Rows from a pointing dataset:
— START —
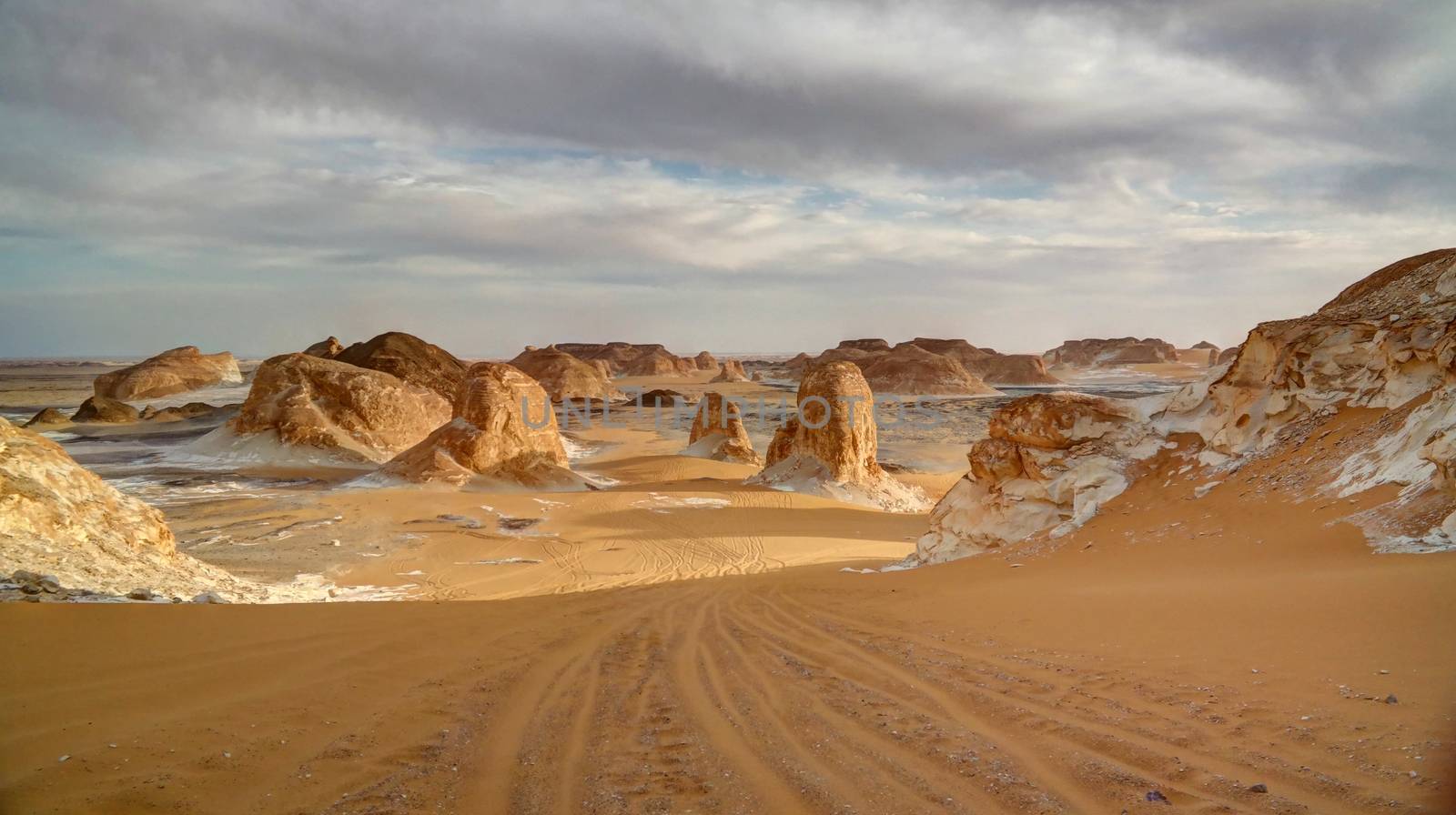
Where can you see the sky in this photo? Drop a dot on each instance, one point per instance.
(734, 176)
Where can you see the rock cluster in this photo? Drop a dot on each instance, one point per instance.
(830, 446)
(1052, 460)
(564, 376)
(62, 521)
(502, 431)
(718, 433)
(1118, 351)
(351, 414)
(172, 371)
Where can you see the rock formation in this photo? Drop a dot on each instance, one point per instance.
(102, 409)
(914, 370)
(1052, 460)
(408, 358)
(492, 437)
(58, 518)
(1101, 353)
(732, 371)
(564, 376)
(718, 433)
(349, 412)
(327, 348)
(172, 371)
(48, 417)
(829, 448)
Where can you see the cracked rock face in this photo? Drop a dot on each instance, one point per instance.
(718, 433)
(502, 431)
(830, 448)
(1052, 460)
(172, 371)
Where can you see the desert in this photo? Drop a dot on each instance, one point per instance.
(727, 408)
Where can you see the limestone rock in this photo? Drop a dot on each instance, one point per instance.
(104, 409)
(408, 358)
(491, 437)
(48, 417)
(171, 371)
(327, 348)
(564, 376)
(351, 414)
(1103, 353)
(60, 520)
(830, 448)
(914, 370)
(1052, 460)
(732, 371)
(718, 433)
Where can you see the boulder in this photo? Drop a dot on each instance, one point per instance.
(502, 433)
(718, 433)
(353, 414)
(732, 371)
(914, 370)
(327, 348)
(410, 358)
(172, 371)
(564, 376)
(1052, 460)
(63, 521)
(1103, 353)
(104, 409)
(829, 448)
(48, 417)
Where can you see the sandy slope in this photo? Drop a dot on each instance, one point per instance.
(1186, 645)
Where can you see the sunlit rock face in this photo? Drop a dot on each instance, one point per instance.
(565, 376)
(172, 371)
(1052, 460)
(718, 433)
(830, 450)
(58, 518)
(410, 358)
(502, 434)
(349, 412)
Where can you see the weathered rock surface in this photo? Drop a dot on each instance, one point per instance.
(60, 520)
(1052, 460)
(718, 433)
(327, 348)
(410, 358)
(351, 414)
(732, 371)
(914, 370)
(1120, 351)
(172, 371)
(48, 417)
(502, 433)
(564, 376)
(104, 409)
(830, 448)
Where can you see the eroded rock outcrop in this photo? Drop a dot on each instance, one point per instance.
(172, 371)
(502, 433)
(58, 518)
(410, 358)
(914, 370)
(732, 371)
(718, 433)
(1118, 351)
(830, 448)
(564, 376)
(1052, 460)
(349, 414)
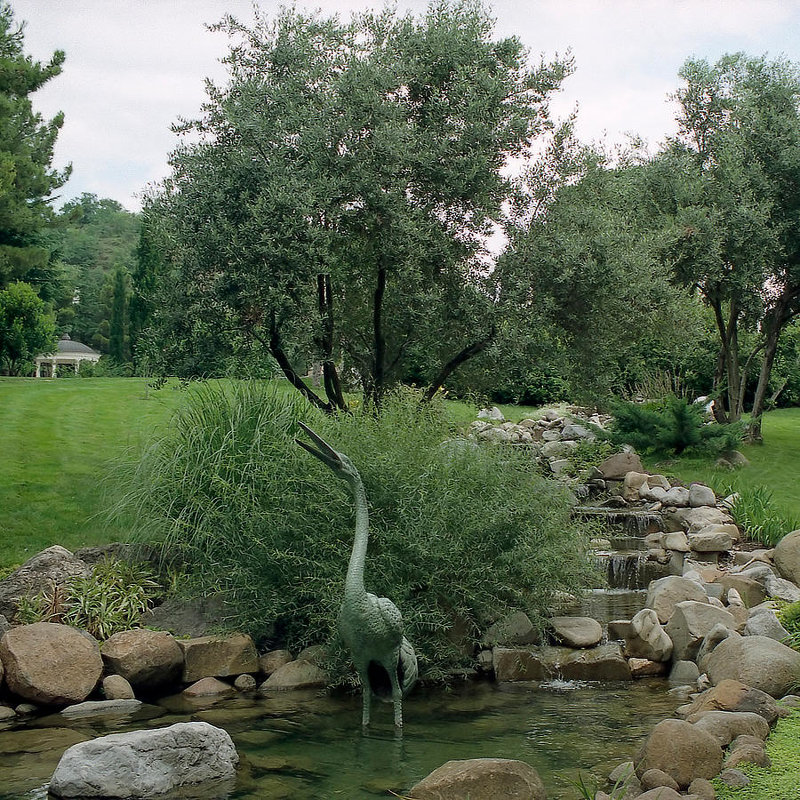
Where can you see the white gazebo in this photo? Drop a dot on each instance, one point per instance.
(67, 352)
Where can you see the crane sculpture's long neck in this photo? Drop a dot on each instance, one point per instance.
— END —
Express the records as a JSON list of strings, one string per line with blank lines omitted, starting at the line containing "Where can you see the rock formation" and continuing through the end of the records. Leave the pictures out of the list.

[
  "Where can you see the rock formation in this photo? Drop a dot on each instance, one point per instance.",
  "(102, 409)",
  "(914, 370)",
  "(1052, 460)",
  "(408, 358)",
  "(492, 437)",
  "(58, 518)",
  "(1101, 353)",
  "(732, 371)",
  "(564, 376)",
  "(718, 433)",
  "(349, 412)",
  "(327, 348)",
  "(172, 371)",
  "(48, 417)",
  "(829, 448)",
  "Where can you see the cracked rock face in this photo? Drop a dot on each instance, one point per instance.",
  "(718, 433)",
  "(502, 431)",
  "(830, 448)",
  "(1052, 460)",
  "(172, 371)",
  "Where can you see the desert in this photo? Drop a dot on each instance, one point per instance.",
  "(727, 408)",
  "Where can you see the limestone rock in this photo? Drop a dot on each instance, one point per instance.",
  "(104, 409)",
  "(408, 358)",
  "(491, 437)",
  "(48, 417)",
  "(171, 371)",
  "(327, 348)",
  "(564, 376)",
  "(351, 414)",
  "(1103, 353)",
  "(60, 520)",
  "(830, 448)",
  "(914, 370)",
  "(1052, 460)",
  "(732, 371)",
  "(718, 433)",
  "Where can you see the boulder in this photo? Drop a dot on each instance, one point per instance.",
  "(502, 433)",
  "(718, 433)",
  "(353, 414)",
  "(732, 371)",
  "(914, 370)",
  "(327, 348)",
  "(410, 358)",
  "(172, 371)",
  "(564, 376)",
  "(1052, 460)",
  "(63, 521)",
  "(1103, 353)",
  "(104, 409)",
  "(829, 448)",
  "(48, 417)",
  "Where can you see the sandy slope in this photo? Drop a dot on each instance, one point per instance.",
  "(1186, 645)",
  "Where can you see the sunlit rock face in this photo? Drop a dot on each instance, one point per instance.",
  "(565, 376)",
  "(172, 371)",
  "(1052, 460)",
  "(718, 433)",
  "(830, 450)",
  "(58, 518)",
  "(410, 358)",
  "(502, 434)",
  "(349, 412)",
  "Where can you see the weathered rock surface in this photo? Drop a dot on each instance, one point per instance.",
  "(60, 520)",
  "(1052, 460)",
  "(718, 433)",
  "(327, 348)",
  "(410, 358)",
  "(351, 414)",
  "(732, 371)",
  "(914, 370)",
  "(1120, 351)",
  "(172, 371)",
  "(48, 417)",
  "(502, 433)",
  "(564, 376)",
  "(104, 409)",
  "(830, 448)",
  "Where can you see the eroded rock outcrop in this photo? Drop a dot on each instance, one point per instance.",
  "(172, 371)",
  "(502, 433)",
  "(58, 518)",
  "(410, 358)",
  "(914, 370)",
  "(732, 371)",
  "(718, 433)",
  "(1118, 351)",
  "(830, 448)",
  "(564, 376)",
  "(1052, 460)",
  "(349, 414)",
  "Where can you see the white gazebo in this photo? Drop a dot on each instance, one point per instance.",
  "(67, 352)",
  "Where can you see the crane sculpture's long neck in this photo? Drop a dot on each instance, one point per instance."
]